GIVEN REQUEST: Render as a two-column CSV, with the headers instruction and markers, the records starting with the line that contains "Task: locate the small" and going on through the line that contains "pixel 689 694", one row per record. Place each record's text and its answer in one quoted field apiece, replacing line breaks with spaces.

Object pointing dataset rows
**********
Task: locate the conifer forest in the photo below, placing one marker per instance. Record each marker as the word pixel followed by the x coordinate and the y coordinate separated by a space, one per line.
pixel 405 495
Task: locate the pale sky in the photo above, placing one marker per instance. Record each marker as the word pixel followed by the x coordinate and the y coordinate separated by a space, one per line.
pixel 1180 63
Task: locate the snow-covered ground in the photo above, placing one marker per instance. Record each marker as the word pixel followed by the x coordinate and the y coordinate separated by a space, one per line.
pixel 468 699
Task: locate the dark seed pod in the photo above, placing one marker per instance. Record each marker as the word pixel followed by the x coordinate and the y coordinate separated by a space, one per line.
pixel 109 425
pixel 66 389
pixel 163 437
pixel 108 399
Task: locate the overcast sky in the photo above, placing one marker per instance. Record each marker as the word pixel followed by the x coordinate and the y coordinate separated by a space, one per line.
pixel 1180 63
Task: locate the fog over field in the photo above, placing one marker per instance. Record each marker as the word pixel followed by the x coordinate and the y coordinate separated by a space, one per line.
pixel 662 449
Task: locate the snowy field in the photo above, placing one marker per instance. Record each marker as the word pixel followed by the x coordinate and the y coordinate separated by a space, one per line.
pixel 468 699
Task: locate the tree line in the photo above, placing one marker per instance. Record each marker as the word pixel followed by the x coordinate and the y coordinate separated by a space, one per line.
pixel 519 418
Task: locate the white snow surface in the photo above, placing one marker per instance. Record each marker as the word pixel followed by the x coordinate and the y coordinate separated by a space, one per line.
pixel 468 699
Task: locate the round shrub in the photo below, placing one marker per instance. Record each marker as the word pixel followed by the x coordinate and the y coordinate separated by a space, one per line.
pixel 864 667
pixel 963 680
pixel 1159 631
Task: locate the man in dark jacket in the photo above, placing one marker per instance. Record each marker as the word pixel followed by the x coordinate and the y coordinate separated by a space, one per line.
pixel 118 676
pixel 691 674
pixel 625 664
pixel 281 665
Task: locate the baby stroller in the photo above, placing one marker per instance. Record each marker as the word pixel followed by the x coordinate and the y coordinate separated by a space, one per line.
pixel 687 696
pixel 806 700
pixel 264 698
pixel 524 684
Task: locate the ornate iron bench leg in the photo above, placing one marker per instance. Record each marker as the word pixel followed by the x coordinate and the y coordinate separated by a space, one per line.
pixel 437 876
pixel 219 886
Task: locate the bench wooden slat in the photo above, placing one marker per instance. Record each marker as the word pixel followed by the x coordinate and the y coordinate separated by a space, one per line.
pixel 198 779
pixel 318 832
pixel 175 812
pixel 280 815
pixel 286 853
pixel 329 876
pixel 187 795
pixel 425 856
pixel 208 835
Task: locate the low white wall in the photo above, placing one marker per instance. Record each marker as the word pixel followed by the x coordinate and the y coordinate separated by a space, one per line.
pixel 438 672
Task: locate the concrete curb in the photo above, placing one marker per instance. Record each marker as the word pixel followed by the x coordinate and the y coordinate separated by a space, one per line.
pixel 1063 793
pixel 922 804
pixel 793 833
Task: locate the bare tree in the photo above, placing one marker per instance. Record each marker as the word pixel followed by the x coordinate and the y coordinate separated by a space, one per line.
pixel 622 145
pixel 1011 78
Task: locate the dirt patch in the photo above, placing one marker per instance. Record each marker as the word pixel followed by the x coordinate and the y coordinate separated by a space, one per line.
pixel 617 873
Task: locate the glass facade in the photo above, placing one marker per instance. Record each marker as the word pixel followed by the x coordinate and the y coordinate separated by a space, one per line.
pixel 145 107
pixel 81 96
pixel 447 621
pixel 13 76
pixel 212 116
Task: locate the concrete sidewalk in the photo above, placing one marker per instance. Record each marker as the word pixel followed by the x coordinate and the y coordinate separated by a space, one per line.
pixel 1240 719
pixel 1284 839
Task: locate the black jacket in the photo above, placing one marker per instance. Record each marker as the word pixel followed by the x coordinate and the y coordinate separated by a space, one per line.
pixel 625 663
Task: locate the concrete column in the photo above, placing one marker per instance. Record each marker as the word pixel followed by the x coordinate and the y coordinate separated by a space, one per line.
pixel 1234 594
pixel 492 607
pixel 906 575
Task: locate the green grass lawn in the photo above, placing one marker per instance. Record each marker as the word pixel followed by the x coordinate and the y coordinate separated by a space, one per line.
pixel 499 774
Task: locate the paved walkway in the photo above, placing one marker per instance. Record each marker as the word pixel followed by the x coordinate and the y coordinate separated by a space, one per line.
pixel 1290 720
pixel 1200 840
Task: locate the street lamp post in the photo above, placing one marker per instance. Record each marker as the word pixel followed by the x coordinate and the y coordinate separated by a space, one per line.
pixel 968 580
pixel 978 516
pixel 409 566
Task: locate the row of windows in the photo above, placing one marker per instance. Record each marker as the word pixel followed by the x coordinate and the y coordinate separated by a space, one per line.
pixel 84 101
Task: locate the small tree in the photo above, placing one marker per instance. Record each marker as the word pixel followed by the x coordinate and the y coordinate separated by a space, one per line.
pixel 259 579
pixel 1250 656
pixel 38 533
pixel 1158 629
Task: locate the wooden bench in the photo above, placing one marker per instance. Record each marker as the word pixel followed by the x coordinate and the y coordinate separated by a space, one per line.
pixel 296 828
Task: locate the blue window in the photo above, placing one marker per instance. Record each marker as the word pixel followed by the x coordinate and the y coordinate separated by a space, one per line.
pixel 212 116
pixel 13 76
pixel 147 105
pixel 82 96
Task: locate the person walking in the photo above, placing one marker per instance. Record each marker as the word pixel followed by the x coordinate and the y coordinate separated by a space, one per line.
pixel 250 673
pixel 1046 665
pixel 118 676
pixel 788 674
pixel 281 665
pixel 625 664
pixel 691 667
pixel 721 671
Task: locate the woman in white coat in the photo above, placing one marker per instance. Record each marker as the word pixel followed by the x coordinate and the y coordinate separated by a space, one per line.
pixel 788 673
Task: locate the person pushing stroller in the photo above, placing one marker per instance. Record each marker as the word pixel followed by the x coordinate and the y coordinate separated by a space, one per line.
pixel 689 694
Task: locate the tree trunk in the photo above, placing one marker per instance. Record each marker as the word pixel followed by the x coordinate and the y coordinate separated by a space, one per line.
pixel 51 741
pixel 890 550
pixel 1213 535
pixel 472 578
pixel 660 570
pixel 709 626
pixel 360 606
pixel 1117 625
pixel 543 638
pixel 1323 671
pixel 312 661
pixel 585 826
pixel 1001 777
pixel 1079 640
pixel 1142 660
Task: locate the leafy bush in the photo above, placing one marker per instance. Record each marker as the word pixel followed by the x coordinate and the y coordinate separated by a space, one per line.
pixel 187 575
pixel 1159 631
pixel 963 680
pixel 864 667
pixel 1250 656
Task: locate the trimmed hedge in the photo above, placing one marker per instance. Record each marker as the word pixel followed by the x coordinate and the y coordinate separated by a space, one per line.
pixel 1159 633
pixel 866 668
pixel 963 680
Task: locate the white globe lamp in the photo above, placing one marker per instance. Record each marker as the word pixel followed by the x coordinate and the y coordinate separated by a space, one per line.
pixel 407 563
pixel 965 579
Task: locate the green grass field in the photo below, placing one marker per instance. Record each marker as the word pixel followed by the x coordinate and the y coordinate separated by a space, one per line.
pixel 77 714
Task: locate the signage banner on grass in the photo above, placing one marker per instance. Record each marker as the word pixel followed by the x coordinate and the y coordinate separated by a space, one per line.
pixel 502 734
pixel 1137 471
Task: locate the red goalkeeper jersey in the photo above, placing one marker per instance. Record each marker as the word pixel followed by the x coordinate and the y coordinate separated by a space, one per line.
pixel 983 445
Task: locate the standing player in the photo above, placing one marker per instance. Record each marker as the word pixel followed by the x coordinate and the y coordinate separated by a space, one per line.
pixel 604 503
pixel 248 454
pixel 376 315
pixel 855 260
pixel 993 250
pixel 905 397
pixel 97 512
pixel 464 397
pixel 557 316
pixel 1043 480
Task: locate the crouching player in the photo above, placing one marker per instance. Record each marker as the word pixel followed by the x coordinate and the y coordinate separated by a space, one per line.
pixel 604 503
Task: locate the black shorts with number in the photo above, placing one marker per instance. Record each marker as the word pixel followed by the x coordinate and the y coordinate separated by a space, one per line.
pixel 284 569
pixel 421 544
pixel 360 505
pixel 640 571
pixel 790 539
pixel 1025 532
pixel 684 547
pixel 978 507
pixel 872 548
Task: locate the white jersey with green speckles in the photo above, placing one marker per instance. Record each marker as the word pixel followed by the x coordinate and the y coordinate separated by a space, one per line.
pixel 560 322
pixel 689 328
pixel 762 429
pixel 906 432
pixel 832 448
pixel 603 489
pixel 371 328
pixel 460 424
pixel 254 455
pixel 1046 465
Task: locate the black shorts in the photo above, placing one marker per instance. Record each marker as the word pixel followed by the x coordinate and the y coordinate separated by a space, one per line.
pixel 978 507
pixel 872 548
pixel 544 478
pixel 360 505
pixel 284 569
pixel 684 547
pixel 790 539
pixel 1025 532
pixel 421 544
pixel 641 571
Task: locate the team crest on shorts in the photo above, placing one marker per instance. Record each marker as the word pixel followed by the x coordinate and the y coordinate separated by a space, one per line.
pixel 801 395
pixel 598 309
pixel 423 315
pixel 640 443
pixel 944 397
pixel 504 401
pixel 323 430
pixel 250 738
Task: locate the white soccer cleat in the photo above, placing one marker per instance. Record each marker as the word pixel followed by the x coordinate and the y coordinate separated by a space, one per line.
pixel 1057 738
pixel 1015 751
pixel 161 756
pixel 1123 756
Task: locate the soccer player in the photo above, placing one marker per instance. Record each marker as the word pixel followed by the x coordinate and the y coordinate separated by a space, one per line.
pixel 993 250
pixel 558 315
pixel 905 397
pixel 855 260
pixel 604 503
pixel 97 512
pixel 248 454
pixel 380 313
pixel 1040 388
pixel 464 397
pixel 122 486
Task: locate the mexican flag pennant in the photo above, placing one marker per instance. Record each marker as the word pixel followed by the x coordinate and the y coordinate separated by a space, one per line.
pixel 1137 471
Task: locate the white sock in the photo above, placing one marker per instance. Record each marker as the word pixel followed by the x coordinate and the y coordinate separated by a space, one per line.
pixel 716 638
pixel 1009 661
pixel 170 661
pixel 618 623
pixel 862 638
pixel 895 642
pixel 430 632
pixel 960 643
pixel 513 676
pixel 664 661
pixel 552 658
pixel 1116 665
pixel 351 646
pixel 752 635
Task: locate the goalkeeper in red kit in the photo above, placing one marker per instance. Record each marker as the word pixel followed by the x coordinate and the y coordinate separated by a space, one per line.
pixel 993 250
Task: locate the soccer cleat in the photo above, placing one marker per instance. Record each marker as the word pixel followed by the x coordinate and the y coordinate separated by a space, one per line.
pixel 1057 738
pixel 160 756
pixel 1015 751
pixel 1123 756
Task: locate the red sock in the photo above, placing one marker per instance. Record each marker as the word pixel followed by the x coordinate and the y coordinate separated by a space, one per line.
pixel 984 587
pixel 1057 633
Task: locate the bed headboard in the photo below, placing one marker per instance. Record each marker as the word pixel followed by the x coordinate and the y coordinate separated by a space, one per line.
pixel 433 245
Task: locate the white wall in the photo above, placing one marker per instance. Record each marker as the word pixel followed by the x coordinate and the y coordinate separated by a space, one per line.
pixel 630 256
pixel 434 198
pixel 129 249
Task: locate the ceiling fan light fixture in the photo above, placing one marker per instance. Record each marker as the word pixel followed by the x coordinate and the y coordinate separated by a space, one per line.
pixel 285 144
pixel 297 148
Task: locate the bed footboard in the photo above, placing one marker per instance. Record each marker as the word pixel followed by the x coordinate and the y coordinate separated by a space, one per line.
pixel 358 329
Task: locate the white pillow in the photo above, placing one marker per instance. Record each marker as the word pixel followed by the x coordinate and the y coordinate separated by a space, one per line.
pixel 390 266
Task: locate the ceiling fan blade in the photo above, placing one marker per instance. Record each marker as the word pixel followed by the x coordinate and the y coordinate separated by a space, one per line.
**********
EXPECTED OUTPUT:
instruction,markers
"Task: locate the small tree in the photo above, placing one marker per instance. Record each marker as the word pixel followed by the x coordinate and the y coordinate separated by a space, one per line.","pixel 259 579 pixel 1250 656 pixel 38 533 pixel 1158 629"
"Task: locate the wooden bench in the photo above, placing one marker per instance. Record each marker as the word pixel followed by the x coordinate and the y coordinate separated by a space, one per line.","pixel 296 828"
"Task: locate the blue window in the photo above, placing one marker per instance. Record each marker as the word pixel followed by the x coordinate and the y coordinate separated by a space, one per line.","pixel 212 116 pixel 13 76 pixel 147 105 pixel 82 96"
"Task: locate the person walking in the photo above, placing one marker per instance. Record each marker as the word pixel followed by the x coordinate and the y coordinate separated by a space, one per line.","pixel 250 673 pixel 1046 665 pixel 118 676 pixel 788 674 pixel 281 665 pixel 625 664 pixel 691 667 pixel 721 671"
"Task: locate the woman in white coat in the photo above, placing one marker per instance. Record each marker as the word pixel followed by the x coordinate and the y coordinate separated by a space, one per line.","pixel 788 673"
"Task: locate the person pushing stroller in the photo above, placing one marker per instance. Record each marker as the word pixel followed by the x coordinate and the y coordinate separated by a space, one per line.","pixel 689 694"